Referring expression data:
----------------

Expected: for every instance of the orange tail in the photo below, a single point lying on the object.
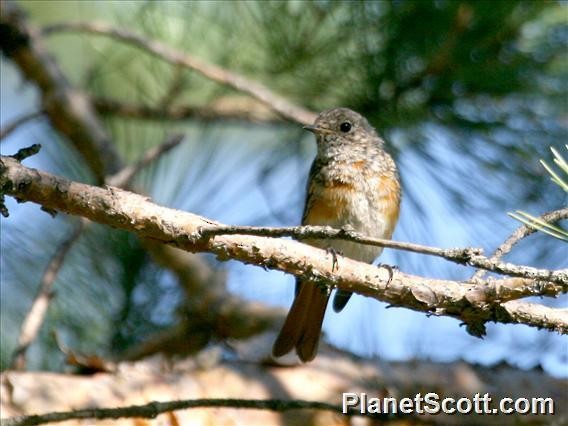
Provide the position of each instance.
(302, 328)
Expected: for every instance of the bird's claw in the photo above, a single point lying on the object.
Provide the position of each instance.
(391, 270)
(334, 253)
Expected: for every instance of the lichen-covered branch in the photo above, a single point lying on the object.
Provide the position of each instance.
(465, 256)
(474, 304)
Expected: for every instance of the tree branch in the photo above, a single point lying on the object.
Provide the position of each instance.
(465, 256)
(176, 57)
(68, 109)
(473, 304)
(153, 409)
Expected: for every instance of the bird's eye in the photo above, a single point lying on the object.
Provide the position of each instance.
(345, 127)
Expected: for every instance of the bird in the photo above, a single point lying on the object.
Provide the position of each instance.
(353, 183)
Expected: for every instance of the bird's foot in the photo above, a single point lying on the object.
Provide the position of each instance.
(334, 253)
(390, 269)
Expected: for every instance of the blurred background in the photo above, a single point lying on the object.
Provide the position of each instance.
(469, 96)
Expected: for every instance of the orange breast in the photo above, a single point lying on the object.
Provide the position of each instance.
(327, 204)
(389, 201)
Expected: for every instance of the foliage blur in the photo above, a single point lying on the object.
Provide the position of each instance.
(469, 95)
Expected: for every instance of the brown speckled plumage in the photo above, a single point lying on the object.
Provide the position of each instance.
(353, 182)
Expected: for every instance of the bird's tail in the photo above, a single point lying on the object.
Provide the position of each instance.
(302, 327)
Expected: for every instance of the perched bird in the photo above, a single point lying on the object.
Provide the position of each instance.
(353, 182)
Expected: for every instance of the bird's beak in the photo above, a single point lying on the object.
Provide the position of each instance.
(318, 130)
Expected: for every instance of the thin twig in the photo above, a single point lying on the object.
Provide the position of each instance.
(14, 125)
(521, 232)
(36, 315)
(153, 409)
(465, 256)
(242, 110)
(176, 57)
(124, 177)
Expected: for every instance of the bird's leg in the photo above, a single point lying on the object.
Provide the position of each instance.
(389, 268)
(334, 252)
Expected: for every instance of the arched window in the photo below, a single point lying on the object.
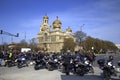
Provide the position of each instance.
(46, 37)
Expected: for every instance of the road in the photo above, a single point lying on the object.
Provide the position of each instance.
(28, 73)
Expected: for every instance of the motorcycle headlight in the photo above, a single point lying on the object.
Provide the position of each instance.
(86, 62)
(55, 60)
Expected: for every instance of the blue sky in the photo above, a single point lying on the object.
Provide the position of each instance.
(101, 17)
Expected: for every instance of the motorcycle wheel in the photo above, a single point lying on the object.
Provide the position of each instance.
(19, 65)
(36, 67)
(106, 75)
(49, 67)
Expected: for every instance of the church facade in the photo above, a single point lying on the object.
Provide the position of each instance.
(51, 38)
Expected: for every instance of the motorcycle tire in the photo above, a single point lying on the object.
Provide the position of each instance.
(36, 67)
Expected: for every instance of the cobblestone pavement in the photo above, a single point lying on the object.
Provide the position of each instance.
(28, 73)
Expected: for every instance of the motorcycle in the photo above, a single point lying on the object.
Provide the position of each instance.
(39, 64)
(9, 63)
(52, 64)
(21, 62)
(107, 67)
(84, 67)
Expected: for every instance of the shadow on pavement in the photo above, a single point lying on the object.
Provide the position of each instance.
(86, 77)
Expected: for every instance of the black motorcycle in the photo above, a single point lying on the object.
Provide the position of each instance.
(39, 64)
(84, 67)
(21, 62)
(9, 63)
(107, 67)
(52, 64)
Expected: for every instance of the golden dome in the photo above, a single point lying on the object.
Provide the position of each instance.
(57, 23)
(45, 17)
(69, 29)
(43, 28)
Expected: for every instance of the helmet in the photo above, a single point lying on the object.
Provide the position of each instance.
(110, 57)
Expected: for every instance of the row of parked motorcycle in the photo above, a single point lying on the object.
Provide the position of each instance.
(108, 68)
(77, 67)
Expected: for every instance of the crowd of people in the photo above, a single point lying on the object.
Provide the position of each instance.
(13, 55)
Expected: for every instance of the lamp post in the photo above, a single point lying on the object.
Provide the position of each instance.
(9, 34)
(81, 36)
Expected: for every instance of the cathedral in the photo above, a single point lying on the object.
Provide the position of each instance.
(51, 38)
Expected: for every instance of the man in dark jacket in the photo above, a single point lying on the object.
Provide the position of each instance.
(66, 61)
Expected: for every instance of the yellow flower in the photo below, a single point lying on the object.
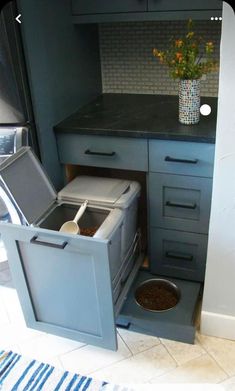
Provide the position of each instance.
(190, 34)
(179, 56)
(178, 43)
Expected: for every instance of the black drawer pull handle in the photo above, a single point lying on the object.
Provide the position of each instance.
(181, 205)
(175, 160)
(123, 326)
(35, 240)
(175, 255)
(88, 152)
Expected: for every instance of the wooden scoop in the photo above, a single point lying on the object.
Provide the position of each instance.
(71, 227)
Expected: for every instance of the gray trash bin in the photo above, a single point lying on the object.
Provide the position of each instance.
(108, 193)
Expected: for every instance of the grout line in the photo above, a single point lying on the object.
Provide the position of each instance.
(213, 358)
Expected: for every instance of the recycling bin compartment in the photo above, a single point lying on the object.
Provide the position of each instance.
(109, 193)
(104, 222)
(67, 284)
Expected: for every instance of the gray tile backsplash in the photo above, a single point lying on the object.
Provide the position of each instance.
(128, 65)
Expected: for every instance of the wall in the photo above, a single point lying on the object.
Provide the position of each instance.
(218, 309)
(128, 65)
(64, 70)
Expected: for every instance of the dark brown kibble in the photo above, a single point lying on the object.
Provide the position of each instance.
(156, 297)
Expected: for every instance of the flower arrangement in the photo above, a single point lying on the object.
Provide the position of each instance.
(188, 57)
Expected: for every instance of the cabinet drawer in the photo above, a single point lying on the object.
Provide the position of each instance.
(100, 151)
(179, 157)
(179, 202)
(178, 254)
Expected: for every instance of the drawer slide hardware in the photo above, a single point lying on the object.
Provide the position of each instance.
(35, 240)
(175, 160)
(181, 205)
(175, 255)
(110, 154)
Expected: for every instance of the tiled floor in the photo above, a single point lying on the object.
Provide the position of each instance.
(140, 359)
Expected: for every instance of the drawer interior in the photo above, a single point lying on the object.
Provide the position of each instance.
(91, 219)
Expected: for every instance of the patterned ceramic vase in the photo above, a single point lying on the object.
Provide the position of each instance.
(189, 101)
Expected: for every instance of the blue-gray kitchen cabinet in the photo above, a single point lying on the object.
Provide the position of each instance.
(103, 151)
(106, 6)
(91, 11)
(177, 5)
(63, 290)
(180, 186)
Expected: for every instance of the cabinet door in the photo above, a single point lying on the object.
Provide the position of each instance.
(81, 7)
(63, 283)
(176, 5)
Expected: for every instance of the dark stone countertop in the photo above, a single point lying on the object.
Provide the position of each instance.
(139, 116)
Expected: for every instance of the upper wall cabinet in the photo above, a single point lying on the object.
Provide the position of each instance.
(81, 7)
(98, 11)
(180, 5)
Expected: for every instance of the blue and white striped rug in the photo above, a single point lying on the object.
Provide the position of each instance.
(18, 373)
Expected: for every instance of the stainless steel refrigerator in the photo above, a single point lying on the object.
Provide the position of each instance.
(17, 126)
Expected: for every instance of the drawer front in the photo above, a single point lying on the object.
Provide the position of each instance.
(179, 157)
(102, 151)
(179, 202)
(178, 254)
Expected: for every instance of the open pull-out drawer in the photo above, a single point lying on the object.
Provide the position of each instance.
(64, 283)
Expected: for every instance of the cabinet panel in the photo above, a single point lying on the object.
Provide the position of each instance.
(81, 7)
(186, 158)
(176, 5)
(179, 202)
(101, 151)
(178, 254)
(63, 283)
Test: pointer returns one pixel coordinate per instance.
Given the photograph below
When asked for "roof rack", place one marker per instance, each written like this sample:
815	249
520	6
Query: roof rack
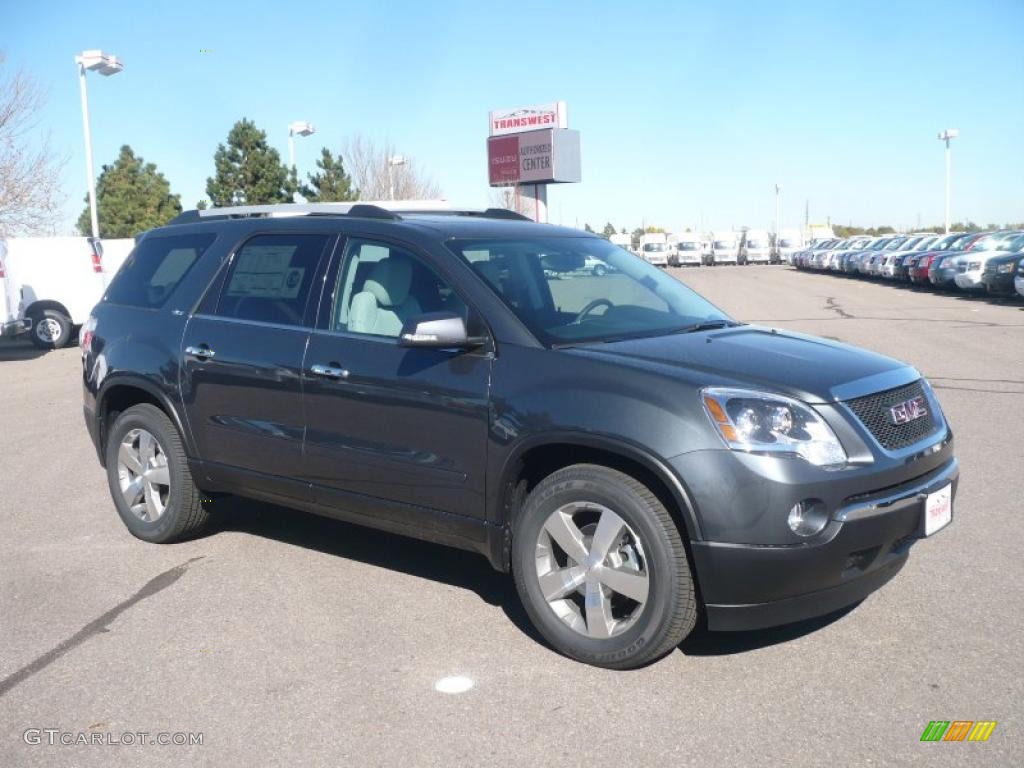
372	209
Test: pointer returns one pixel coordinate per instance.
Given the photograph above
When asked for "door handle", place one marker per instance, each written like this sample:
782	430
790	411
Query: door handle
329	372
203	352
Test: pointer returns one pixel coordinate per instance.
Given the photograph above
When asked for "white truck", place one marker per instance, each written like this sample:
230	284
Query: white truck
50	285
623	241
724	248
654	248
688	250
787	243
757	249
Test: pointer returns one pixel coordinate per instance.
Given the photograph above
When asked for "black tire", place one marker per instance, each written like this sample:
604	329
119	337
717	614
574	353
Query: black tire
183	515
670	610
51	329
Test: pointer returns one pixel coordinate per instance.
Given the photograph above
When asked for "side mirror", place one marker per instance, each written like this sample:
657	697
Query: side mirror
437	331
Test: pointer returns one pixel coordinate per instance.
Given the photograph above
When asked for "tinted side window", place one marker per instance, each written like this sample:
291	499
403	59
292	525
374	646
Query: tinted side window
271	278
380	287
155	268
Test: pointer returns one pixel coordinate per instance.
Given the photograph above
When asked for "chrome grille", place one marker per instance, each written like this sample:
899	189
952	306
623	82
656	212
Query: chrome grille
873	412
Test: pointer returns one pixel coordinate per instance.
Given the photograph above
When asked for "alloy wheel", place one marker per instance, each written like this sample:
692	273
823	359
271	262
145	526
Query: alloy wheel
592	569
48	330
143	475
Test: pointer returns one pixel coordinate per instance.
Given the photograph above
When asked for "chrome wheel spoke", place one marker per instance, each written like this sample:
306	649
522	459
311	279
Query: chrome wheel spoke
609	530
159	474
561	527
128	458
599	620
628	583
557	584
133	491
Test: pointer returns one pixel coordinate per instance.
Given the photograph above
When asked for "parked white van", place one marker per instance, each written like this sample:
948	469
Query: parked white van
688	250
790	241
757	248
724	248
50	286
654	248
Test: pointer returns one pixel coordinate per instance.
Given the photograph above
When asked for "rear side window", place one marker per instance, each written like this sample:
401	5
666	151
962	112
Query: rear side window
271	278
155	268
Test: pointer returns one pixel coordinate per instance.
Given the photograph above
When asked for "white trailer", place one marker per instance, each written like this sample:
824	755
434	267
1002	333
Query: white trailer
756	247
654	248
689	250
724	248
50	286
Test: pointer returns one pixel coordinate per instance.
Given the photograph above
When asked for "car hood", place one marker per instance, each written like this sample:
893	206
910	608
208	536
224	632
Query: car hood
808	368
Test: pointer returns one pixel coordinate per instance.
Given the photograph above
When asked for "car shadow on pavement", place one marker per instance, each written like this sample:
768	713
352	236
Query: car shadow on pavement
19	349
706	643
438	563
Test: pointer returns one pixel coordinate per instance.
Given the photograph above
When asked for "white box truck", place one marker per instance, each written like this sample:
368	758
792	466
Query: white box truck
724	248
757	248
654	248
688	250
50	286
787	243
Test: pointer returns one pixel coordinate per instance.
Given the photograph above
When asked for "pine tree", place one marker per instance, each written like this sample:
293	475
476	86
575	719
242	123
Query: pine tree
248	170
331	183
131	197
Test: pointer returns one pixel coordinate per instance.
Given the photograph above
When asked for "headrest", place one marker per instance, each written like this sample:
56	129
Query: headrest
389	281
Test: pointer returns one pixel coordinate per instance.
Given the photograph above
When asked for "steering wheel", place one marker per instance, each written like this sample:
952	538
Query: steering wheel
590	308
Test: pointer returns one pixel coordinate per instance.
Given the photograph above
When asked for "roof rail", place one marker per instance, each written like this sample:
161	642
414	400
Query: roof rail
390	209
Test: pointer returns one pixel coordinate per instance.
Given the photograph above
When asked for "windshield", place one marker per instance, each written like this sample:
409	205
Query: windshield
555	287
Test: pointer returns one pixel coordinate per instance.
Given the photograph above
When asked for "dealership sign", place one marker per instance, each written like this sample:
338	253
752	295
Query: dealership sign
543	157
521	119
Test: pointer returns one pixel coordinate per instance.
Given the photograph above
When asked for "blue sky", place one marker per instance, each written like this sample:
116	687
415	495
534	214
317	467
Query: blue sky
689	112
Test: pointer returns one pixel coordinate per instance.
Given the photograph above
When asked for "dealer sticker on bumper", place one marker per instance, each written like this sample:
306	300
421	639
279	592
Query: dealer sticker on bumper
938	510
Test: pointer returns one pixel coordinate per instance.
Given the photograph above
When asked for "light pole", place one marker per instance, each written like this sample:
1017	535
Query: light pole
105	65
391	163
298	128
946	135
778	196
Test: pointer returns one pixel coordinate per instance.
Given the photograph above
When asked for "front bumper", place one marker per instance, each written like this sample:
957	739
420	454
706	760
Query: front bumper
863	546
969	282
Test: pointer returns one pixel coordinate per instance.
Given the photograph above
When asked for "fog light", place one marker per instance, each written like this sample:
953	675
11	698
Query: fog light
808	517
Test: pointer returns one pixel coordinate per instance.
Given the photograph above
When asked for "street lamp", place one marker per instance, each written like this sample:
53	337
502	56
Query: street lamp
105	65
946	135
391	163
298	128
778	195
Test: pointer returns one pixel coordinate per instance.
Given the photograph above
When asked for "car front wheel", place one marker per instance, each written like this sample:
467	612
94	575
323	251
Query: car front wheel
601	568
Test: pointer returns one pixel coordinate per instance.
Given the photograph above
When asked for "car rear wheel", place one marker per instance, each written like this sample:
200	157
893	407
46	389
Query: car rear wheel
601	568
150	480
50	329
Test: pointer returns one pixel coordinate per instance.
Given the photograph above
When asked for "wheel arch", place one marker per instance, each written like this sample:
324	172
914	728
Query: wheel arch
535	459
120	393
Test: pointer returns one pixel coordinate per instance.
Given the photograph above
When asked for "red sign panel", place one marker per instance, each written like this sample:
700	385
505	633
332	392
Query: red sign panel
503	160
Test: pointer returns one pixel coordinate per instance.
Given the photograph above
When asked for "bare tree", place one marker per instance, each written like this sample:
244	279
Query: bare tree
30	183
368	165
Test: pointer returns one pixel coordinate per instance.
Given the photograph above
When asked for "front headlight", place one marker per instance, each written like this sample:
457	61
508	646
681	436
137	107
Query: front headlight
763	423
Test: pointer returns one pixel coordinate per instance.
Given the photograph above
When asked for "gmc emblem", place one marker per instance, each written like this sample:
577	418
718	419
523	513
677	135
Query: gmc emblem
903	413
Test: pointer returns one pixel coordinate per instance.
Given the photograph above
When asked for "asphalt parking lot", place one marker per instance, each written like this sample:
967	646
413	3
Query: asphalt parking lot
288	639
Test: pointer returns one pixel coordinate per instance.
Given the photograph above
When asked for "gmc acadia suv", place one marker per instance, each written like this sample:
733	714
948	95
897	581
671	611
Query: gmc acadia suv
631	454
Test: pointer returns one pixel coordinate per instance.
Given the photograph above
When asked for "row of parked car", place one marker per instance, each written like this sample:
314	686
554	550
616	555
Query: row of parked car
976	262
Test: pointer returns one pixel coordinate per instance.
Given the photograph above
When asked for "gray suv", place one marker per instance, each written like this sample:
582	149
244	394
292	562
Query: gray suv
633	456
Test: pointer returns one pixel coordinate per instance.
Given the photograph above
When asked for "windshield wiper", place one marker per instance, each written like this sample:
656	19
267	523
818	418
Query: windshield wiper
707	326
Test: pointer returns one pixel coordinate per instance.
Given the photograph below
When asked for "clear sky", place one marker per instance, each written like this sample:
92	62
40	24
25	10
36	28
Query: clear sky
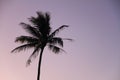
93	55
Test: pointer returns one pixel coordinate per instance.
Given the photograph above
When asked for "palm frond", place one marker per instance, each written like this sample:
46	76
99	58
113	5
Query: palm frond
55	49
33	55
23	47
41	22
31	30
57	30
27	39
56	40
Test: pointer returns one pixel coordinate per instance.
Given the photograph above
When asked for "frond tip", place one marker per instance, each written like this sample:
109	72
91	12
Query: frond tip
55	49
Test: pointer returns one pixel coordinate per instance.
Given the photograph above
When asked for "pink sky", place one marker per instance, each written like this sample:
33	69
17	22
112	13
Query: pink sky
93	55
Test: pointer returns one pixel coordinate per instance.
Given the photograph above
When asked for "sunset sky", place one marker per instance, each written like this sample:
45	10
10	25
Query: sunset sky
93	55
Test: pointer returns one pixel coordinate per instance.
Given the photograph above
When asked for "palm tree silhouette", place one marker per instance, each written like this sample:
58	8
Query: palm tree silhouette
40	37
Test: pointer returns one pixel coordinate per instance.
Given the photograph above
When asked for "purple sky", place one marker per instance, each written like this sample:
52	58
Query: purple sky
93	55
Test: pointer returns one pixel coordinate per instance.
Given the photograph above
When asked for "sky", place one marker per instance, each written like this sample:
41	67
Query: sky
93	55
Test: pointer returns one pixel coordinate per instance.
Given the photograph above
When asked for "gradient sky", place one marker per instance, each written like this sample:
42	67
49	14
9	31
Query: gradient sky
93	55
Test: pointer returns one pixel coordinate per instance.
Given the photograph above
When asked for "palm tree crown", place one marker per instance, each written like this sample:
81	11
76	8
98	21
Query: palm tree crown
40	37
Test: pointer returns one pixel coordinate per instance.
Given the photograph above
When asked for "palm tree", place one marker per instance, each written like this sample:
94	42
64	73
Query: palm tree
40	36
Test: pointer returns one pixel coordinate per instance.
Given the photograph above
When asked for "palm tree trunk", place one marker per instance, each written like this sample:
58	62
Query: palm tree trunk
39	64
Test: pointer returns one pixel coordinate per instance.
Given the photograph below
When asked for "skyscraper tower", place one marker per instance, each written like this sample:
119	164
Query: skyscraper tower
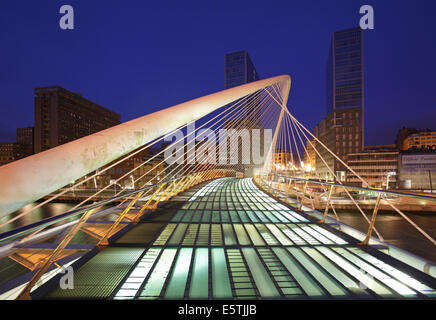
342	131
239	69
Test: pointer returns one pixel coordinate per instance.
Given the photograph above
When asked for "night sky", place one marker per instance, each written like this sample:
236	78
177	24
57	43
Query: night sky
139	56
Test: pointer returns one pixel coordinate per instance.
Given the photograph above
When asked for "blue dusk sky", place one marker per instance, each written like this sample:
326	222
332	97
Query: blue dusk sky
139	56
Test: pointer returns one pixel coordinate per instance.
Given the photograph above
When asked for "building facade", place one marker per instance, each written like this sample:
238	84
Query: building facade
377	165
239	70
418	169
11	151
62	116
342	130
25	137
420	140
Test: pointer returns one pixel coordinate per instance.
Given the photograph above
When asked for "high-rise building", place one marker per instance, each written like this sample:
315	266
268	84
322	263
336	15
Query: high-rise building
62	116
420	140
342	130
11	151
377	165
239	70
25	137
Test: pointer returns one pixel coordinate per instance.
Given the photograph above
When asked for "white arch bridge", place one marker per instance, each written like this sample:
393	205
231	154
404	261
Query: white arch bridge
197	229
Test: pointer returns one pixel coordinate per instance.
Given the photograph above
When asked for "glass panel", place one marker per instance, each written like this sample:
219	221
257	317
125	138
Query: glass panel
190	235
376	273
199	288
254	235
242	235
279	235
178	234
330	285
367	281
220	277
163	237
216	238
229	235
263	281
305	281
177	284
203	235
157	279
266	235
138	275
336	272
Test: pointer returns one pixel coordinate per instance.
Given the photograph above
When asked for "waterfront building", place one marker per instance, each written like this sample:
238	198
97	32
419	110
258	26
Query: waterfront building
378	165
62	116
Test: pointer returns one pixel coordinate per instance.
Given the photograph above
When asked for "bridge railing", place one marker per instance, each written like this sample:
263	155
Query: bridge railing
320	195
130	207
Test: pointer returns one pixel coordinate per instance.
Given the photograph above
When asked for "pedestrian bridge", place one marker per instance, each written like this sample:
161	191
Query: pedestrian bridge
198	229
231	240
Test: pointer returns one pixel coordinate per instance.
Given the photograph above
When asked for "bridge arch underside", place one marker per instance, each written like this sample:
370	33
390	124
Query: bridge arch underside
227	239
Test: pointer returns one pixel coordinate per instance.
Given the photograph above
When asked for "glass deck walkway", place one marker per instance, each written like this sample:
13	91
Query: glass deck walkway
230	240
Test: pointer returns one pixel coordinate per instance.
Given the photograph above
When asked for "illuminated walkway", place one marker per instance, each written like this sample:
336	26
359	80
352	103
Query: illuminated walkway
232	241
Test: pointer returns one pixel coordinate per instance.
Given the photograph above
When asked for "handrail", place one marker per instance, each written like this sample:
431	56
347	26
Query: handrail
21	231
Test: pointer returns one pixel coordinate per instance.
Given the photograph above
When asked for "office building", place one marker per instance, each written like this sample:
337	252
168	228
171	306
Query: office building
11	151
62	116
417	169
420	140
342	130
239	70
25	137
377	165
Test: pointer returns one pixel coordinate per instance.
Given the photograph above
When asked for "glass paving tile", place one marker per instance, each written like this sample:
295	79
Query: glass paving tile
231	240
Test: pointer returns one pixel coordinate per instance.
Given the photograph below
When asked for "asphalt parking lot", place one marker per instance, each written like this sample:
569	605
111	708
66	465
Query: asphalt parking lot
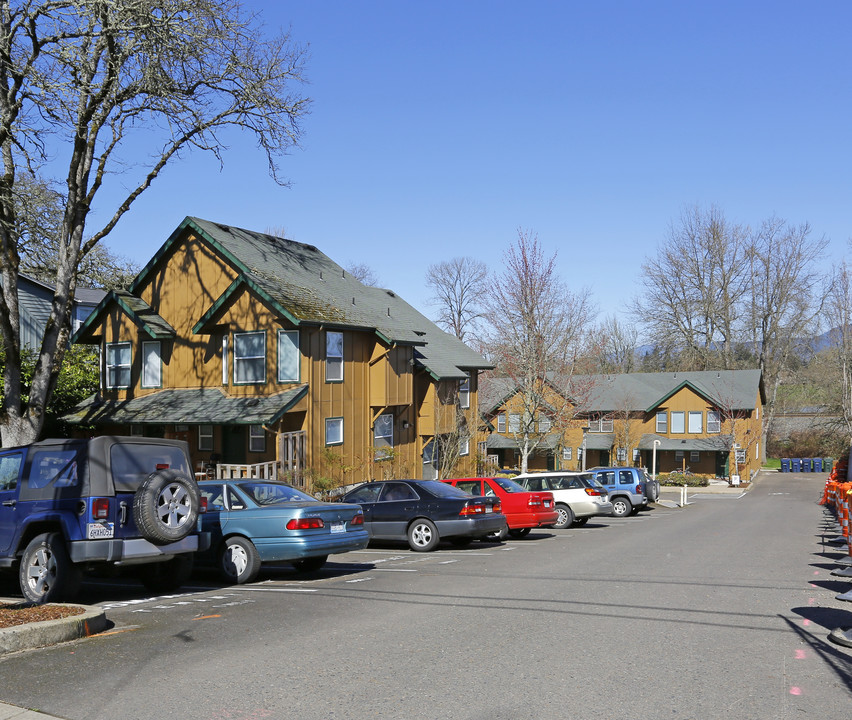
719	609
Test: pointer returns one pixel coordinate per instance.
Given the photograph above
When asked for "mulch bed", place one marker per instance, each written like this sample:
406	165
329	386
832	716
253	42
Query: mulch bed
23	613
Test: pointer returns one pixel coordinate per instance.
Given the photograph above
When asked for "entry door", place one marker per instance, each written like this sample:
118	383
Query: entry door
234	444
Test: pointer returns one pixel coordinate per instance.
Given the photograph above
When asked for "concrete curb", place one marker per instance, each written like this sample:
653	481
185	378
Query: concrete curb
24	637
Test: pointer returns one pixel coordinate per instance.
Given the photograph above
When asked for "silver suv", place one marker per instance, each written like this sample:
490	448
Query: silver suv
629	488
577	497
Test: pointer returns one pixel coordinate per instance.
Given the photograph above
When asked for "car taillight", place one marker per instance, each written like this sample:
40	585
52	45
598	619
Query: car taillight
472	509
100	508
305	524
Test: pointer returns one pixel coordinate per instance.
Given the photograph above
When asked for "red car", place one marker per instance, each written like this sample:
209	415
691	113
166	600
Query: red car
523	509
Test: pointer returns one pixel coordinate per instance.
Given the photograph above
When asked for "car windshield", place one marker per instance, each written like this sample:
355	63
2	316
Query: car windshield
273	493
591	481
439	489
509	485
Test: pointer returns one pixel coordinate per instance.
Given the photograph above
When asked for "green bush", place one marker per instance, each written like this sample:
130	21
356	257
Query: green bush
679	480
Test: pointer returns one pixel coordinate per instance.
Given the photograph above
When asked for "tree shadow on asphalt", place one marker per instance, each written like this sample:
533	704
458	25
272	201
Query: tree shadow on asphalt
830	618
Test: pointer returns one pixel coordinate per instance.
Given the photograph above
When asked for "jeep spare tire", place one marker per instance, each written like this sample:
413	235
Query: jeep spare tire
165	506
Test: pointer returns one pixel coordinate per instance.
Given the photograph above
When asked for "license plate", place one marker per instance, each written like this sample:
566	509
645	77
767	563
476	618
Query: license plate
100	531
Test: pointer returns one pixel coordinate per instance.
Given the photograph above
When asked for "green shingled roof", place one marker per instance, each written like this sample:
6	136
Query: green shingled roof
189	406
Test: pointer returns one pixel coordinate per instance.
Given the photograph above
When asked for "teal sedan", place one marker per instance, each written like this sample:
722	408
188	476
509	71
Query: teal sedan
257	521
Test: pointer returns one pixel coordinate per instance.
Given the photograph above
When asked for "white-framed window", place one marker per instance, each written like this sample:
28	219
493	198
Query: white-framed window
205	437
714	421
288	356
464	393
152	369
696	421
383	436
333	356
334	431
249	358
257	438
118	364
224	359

----------------

#### [TASK ITEM]
List each line of the entries that holds the string "wall".

#### [RESULT OF THE EXERCISE]
Expected: for every instance of the wall in the photo above, a single point lying on the object.
Expected: for every instance of the upper wall cabinet in the photo above, a single point lying on the object.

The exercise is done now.